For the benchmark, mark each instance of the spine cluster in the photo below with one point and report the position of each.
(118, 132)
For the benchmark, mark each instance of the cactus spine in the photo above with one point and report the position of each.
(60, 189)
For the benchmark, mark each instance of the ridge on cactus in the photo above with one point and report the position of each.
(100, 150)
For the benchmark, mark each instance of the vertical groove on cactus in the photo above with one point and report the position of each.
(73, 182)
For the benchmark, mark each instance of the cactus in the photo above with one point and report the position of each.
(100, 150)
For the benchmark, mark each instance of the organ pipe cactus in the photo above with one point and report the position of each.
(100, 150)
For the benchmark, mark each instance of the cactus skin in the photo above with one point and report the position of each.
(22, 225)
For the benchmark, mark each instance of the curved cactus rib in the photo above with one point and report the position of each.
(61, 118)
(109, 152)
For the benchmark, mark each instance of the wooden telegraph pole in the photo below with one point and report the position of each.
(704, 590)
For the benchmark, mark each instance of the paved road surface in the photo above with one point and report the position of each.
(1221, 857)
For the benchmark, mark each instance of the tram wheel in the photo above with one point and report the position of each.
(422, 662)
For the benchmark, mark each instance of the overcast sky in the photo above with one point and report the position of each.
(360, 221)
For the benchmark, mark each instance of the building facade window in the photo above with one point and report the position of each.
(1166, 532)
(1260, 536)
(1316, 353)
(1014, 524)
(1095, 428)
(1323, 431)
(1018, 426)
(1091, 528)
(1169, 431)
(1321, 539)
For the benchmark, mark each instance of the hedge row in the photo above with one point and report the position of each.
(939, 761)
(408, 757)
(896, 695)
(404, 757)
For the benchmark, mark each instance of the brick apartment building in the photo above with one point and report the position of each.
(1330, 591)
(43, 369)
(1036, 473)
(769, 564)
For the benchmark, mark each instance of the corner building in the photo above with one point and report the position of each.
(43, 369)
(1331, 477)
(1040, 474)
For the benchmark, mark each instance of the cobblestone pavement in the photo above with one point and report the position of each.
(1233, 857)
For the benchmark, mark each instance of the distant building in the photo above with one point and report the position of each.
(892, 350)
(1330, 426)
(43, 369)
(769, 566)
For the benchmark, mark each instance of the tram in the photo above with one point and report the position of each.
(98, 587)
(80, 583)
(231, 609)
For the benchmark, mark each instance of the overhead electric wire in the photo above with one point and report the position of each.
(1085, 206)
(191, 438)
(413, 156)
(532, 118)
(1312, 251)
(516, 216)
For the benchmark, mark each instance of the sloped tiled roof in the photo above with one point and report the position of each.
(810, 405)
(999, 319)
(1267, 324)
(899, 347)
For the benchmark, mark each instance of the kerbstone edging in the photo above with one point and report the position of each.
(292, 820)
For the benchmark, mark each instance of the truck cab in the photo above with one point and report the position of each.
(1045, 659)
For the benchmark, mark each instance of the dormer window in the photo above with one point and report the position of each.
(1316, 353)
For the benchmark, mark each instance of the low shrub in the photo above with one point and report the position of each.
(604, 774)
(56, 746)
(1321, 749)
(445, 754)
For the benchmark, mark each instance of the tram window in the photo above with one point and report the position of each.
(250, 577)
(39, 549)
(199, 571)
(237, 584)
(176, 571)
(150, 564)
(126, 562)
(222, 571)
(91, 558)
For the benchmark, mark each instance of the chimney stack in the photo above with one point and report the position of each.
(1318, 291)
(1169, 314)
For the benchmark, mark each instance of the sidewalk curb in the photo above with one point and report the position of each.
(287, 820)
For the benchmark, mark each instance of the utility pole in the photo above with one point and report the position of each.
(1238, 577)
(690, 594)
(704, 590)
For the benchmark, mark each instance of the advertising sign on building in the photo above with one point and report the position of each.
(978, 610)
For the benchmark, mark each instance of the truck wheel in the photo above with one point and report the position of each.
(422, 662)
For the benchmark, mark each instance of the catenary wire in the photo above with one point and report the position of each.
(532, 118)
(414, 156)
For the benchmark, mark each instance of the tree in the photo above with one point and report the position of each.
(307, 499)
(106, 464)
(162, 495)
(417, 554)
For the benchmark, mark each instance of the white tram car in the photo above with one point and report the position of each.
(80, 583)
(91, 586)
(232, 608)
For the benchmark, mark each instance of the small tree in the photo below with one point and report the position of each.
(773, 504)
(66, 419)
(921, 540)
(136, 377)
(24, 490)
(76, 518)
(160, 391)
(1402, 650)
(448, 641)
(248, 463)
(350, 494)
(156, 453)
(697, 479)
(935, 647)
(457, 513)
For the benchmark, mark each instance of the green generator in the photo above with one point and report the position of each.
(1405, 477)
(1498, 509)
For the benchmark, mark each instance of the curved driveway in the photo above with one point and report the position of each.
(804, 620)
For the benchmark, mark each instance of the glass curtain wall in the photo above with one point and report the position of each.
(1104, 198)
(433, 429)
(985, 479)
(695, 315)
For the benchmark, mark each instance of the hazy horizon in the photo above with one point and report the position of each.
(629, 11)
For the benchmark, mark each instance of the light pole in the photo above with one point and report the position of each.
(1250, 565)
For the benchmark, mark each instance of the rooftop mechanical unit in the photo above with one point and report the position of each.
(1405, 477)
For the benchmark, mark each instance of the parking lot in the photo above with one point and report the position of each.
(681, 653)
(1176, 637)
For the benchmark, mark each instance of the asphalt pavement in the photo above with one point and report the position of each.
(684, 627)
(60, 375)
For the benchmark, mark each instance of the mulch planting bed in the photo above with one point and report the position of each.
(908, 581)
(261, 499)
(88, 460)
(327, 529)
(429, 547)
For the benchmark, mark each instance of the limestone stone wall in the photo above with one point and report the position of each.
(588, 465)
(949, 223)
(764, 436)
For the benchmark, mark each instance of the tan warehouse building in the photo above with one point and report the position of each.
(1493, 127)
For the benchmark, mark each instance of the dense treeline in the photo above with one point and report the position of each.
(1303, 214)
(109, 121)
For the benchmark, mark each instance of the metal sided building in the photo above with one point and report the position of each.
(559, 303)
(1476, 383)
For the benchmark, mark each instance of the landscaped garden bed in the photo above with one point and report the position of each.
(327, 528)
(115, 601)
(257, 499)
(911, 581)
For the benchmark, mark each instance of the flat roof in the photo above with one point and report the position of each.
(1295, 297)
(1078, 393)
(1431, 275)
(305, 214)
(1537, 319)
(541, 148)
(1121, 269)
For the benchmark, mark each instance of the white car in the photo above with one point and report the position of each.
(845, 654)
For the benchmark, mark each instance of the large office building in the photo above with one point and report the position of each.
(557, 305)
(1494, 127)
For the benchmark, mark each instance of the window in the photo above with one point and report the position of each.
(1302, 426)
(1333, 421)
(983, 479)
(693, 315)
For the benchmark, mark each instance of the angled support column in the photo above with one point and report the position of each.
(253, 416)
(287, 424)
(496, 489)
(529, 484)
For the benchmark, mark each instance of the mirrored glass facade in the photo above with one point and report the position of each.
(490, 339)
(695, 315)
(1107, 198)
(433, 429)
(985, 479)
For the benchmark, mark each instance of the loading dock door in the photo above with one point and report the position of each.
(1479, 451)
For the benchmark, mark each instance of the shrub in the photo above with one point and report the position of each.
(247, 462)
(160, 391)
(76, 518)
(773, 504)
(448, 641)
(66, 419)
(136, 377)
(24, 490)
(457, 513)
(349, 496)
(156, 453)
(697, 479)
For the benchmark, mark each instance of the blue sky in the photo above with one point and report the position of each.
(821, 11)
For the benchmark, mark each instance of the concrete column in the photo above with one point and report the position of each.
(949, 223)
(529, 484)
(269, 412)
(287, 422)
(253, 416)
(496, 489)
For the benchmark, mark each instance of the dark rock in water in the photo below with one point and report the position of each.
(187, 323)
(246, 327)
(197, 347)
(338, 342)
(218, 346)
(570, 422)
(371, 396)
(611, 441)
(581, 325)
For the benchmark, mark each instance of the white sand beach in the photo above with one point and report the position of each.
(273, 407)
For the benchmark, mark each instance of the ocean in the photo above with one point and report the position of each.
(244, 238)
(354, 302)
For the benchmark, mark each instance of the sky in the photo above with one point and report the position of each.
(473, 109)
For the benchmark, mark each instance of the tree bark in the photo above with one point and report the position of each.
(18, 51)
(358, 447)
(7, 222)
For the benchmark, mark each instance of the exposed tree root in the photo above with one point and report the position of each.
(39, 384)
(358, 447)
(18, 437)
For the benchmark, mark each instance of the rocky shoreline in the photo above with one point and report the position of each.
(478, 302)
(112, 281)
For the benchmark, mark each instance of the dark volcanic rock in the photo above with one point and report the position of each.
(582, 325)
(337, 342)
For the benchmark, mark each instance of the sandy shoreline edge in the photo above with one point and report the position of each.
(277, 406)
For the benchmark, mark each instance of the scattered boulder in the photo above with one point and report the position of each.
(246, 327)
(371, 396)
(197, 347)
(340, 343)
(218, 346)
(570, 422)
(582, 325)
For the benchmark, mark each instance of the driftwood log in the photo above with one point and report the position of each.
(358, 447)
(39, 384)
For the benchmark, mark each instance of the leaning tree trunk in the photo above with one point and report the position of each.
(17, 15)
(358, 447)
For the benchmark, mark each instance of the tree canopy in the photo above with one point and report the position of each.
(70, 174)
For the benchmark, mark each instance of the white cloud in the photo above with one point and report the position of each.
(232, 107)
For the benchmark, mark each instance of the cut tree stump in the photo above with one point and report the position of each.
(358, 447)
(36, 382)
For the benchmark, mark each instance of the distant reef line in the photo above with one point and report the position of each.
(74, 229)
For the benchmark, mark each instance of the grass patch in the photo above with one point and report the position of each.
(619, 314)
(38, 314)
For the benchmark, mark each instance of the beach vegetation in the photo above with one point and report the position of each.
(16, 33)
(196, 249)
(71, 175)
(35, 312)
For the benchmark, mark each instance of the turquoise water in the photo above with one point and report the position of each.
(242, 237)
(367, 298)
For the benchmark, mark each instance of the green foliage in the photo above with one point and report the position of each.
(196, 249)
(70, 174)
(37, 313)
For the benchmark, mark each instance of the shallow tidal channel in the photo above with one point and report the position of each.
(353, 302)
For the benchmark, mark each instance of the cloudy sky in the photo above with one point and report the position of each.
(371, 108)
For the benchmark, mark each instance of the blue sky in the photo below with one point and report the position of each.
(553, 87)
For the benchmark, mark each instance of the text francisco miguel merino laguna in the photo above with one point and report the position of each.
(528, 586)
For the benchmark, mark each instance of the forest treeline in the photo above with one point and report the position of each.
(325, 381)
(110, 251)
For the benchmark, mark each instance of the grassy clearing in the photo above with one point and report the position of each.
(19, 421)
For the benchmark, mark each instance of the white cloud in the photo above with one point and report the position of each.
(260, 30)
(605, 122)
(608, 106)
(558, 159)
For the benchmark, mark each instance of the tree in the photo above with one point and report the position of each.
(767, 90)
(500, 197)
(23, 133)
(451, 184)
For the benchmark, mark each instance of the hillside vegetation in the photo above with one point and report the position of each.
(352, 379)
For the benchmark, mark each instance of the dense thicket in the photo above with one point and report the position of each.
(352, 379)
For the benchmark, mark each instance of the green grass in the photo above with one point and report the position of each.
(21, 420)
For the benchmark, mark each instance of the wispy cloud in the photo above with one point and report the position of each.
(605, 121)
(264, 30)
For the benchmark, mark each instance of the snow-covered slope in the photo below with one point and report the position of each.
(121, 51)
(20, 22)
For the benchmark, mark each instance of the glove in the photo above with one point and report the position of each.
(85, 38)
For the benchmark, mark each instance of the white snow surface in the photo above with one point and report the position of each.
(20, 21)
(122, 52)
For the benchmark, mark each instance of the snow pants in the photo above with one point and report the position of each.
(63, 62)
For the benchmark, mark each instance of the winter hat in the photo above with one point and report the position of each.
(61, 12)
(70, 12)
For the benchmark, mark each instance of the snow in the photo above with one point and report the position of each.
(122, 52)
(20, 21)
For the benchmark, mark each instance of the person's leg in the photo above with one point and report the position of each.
....
**INSTRUCTION**
Rewrite the data as a two-column Markdown table headed Row and Line, starting at the line containing "For the benchmark, mark each instance of the grassy" and ending with the final line of the data. Number each line in order and leave out any blank lines.

**FINISHED TASK**
| Row | Line |
|---|---|
| 1 | For the benchmark, mark each instance of the grassy clearing in the photo above with one point and report the position of each. |
| 2 | (19, 421) |
| 3 | For the benchmark, mark each instance of the white cloud in the photo above with one point and report the position of each. |
| 4 | (260, 30) |
| 5 | (605, 122) |
| 6 | (608, 106) |
| 7 | (558, 159) |
| 8 | For the benchmark, mark each instance of the tree in the photo above with one point and report the position of each. |
| 9 | (767, 90) |
| 10 | (500, 197) |
| 11 | (23, 133) |
| 12 | (451, 184) |
| 13 | For the benchmark, mark each instance of the hillside vegetation in the photo above with one point and report the position of each. |
| 14 | (352, 379) |
| 15 | For the benchmark, mark each instance of the dense thicket in the photo above with one point and report the position of each. |
| 16 | (352, 379) |
| 17 | For the benchmark, mark each instance of the green grass in the photo above with one point and report the position of each. |
| 18 | (21, 420) |
| 19 | For the benchmark, mark each instance of the wispy cloud in the photo above with one point and report the position of each. |
| 20 | (605, 121) |
| 21 | (264, 30) |
| 22 | For the benchmark, mark each instance of the snow-covered slope in the photo below with one point and report the position of each. |
| 23 | (121, 51) |
| 24 | (20, 22) |
| 25 | For the benchmark, mark each instance of the glove in the photo above with one point and report the position of each. |
| 26 | (85, 38) |
| 27 | For the benchmark, mark each instance of the white snow surface in the photo above with one point and report the position of each. |
| 28 | (20, 21) |
| 29 | (122, 52) |
| 30 | For the benchmark, mark each instance of the snow pants in the photo above with one point and report the position of each. |
| 31 | (63, 62) |
| 32 | For the benchmark, mark each instance of the winter hat in the photo above with one point and report the position of each. |
| 33 | (61, 12) |
| 34 | (70, 12) |
| 35 | For the benchmark, mark each instance of the snow in the photo above with one point and report the position of each. |
| 36 | (122, 52) |
| 37 | (20, 21) |
| 38 | For the benchmark, mark each instance of the person's leg in the photo above with one point and report the position of each. |